[Collected data entries]
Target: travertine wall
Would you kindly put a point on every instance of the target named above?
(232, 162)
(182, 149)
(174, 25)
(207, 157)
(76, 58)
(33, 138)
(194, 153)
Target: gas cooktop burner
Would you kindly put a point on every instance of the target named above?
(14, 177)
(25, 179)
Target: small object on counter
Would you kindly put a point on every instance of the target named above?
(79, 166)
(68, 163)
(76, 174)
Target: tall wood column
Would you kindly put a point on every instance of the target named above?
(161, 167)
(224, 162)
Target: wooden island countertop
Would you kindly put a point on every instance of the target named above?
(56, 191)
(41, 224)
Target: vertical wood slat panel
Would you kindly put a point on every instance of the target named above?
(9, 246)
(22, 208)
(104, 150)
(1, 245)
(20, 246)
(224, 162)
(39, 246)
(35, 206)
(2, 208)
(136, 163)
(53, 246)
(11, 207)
--
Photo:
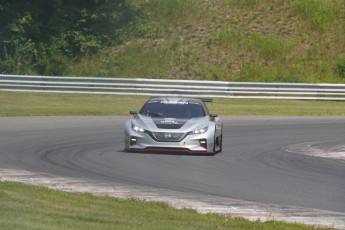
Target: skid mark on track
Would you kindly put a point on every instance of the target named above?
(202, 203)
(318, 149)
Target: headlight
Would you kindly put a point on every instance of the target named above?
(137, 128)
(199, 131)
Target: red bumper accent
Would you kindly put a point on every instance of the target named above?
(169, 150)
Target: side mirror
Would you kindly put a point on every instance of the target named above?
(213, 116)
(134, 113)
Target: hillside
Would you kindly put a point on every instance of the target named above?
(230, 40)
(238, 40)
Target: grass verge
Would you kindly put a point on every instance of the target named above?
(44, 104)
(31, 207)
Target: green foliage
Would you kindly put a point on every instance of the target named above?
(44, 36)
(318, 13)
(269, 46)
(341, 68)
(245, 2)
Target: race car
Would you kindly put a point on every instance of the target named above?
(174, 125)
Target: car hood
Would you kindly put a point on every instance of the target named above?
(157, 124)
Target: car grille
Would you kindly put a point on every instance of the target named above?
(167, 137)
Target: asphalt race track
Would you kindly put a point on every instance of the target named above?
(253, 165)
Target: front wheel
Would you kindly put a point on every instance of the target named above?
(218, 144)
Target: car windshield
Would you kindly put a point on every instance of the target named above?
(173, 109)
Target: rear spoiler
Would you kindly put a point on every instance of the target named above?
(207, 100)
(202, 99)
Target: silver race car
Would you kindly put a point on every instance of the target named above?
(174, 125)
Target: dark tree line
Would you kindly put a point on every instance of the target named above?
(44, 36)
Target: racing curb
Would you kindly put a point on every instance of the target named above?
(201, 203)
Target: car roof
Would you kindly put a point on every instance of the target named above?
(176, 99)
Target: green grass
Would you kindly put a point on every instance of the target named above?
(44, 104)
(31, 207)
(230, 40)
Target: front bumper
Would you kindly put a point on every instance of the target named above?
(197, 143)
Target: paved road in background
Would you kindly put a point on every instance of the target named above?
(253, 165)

**Exercise objective**: Please pick out each line in the listing above that contains the word "bumper" and copy those lines.

**Response below**:
Target: red bumper accent
Target: front bumper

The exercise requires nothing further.